BEGIN Extracted text

Hum, it seems there exist some subtle corner cases where incremental loading will fail ...
This is what I got for instance, when playing with the Apache Subversion repository by
loading it incrementally (killing rsvndump randomly in order to load what we dumped so far).

[2018-09-21 17:54:28,618: INFO/MainProcess] Received task: swh.loader.svn.tasks.DumpMountAndLoadSvnRepository[d8a609f8-590a-48c4-a9b3-586f6ae0161a]
[2018-09-21 17:54:28,627: DEBUG/Worker-3] Creating svn origin for https://svn.apache.org/repos/asf/
[2018-09-21 17:54:28,638: DEBUG/Worker-3] Done creating svn origin for https://svn.apache.org/repos/asf/
[2018-09-21 17:54:28,638: DEBUG/Worker-3] Creating origin_visit for origin 2 at time 2018-09-21 15:54:28.638882+00:00
[2018-09-21 17:54:28,645: DEBUG/Worker-3] Done Creating origin_visit for origin 2 at time 2018-09-21 15:54:28.638882+00:00
[2018-09-21 17:54:28,670: DEBUG/Worker-3] Executing rsvndump -r 1292:HEAD --keep-revnums https://svn.apache.org/repos/asf/
[2018-09-21 17:55:37,020: DEBUG/Worker-3] rsvndump did not dump all expected revisions but revisions range 1293:1353 are available in the generated dump file and will be l
[2018-09-21 17:55:37,021: DEBUG/Worker-3] Truncating dump file after the last successfully dumped revision (1353) to avoid the loading of corrupted data
svnadmin: E160013: Fichier non trouvé : transaction '1291-zv', chemin '/incubator/directory/ldap/trunk/ldapd-installer'
[2018-09-21 17:56:24,996: ERROR/Worker-3] Loading failure, updating to `partial` status
Traceback (most recent call last):
  File "/home/antoine/swh/swh-environment/swh-loader-core/swh/loader/core/loader.py", line 886, in load
    self.prepare(*args, **kwargs)

END Extracted text
BEGIN Data supplied

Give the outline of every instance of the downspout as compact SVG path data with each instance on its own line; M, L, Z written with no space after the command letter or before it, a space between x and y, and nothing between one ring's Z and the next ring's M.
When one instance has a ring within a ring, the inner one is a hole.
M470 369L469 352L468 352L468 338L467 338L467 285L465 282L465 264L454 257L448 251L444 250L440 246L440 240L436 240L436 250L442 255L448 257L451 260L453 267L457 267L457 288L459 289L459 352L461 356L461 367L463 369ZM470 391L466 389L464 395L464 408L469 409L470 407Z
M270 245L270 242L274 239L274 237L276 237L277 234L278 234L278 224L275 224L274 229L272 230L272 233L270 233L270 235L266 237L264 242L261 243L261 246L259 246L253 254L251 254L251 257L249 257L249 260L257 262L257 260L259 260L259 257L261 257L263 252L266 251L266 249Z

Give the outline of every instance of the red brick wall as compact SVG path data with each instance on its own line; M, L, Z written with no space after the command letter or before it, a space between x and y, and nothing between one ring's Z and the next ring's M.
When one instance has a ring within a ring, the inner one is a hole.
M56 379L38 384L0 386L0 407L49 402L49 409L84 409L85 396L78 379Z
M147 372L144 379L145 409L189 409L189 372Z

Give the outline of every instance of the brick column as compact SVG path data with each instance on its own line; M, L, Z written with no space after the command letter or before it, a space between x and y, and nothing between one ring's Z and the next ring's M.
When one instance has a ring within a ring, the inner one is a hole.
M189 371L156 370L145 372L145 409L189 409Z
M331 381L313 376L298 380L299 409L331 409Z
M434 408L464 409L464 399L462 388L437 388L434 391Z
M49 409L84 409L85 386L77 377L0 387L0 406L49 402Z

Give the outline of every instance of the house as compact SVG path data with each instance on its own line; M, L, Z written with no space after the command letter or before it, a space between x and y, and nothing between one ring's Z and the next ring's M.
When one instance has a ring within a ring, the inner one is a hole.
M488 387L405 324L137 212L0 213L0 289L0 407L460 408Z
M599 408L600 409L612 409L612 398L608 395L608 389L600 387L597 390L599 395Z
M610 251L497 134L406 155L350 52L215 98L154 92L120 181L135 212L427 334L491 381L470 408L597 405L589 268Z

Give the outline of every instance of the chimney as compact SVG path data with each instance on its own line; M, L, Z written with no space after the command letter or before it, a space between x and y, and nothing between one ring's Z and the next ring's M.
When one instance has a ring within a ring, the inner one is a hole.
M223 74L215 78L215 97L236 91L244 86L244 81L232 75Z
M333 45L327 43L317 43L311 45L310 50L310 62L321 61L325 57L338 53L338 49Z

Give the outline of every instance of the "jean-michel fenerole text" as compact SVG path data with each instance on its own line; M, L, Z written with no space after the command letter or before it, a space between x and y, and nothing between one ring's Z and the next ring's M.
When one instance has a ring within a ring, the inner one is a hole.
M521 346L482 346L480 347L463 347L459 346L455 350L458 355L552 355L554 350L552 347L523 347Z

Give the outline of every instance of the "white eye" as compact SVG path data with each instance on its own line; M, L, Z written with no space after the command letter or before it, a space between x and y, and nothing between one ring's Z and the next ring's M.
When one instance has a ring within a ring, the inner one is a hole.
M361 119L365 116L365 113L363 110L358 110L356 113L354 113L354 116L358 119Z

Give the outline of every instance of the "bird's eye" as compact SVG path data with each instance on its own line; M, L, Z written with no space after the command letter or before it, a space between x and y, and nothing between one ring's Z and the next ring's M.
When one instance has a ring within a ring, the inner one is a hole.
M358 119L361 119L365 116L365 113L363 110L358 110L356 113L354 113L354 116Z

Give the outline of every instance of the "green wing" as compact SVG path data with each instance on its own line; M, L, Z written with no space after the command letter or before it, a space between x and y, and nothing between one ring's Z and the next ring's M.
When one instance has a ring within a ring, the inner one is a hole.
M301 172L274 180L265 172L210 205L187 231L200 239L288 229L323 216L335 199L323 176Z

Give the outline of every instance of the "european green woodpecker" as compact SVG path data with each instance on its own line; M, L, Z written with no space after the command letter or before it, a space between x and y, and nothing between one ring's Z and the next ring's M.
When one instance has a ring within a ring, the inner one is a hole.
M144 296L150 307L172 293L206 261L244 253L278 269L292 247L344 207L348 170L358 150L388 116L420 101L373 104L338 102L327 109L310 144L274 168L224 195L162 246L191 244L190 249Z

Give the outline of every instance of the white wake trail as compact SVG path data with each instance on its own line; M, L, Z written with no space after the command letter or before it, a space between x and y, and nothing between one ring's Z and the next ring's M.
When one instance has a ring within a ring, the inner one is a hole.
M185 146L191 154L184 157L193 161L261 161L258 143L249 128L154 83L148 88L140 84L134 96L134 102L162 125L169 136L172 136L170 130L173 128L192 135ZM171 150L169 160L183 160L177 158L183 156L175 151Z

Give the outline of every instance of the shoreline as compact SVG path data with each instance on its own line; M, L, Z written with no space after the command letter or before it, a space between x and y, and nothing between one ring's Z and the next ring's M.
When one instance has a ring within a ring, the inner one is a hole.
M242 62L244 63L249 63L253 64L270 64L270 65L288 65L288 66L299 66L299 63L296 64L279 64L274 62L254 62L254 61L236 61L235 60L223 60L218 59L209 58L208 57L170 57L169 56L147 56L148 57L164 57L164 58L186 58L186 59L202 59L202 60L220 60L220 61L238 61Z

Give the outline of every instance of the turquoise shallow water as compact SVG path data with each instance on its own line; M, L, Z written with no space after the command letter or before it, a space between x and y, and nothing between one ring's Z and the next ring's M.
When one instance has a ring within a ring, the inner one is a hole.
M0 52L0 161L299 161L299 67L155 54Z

END Data supplied

Given exercise
Carry on the text on incremental loading failures from the point at which it stops. The material shown above stands apart from the text on incremental loading failures.

Result of the exercise
  File "/home/antoine/swh/swh-environment/swh-loader-svn/swh/loader/svn/loader.py", line 706, in prepare
    root_dir=self.temp_dir)
  File "/home/antoine/swh/swh-environment/swh-loader-svn/swh/loader/svn/utils.py", line 80, in init_svn_repo_from_dump
    raise e
  File "/home/antoine/swh/swh-environment/swh-loader-svn/swh/loader/svn/utils.py", line 76, in init_svn_repo_from_dump
    project_name)
ValueError: Failed to mount the svn dump for project tmpumc63hfo
[2018-09-21 17:56:25,004: DEBUG/Worker-3] Updating origin_visit for origin 2 with status partial
[2018-09-21 17:56:25,010: DEBUG/Worker-3] Done updating origin_visit for origin 2 with status partial
[2018-09-21 17:56:25,035: INFO/MainProcess] Task swh.loader.svn.tasks.DumpMountAndLoadSvnRepository[d8a609f8-590a-48c4-a9b3-586f6ae0161a] succeeded in 116.41378015601367s:

The issue comes from the fact that the first dumped revision (1292) is the following: https://svn.apache.org/viewvc?view=revision&revision=1292
A new directory is added from a copy of another one in the repository and then the copied directory is deleted.

Looking at the dump file, the new files are added, the delete command is issued but as the copied directory did not end up
in the reconstructed file system, svnadmin load fails.

This looks like a bug of rsvndump to me. A quick search in its source code (https://github.com/jgehring/rsvndump/blob/master/src/delta.c#L1321-L1403) shows me that in some cases some delete commands are simply ignored and did not end up in the dump file.
The case I stumbled across is not handled but I think it should.

To be sure, I quickly patched the rsvndump source code and the issue went away, so my assumption seems right.

✔ ~/tmp/rsvndump [master|✚ 1…3] 
19:59 $ git diff
diff --git a/src/delta.c b/src/delta.c
index 2b3ef43..28ddc64 100644
--- a/src/delta.c
+++ b/src/delta.c
@@ -1382,6 +1382,14 @@ static svn_error_t *de_close_edit(void *edit_baton, apr_pool_t *pool)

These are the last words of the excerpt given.